> **Try it**
Using the entries below, return word for word the lines from the one containing "Target: bird's eye" up to and including the last.

^^^^^^^^^^^^^^^^

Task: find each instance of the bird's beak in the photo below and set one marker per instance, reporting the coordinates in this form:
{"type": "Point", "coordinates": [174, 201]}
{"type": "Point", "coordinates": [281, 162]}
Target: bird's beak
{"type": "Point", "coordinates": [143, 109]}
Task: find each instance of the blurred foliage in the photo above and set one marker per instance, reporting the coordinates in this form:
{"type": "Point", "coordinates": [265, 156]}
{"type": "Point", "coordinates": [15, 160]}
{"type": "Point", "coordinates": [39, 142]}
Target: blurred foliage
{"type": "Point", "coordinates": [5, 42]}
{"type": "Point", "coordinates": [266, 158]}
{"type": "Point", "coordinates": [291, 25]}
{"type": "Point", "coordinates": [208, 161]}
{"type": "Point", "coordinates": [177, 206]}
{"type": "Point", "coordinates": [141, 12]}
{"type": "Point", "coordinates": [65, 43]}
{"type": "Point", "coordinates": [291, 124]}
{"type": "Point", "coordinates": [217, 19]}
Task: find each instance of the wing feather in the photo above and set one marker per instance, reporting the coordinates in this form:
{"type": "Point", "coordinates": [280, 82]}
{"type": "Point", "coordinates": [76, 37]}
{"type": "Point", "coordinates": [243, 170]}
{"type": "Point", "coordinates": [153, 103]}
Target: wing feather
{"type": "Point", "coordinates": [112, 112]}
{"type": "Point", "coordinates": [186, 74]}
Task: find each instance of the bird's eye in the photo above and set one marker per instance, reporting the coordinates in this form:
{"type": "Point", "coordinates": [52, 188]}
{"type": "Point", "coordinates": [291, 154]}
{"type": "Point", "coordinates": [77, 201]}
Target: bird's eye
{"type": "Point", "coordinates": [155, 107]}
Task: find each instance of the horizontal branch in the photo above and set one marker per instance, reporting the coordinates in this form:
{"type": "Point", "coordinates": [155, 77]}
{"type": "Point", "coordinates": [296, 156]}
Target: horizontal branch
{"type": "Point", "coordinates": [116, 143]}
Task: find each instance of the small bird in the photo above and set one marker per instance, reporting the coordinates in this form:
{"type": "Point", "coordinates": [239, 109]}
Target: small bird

^^^^^^^^^^^^^^^^

> **Response**
Target: bird's eye
{"type": "Point", "coordinates": [155, 107]}
Task: find each instance of the horizontal branch in the photo above and set one marker per instance, reporting the coordinates in this form:
{"type": "Point", "coordinates": [155, 77]}
{"type": "Point", "coordinates": [296, 156]}
Target: horizontal branch
{"type": "Point", "coordinates": [116, 143]}
Task: find each instance of the small bird in the photo above and set one marker per instance, reporting the coordinates in this form:
{"type": "Point", "coordinates": [239, 109]}
Target: small bird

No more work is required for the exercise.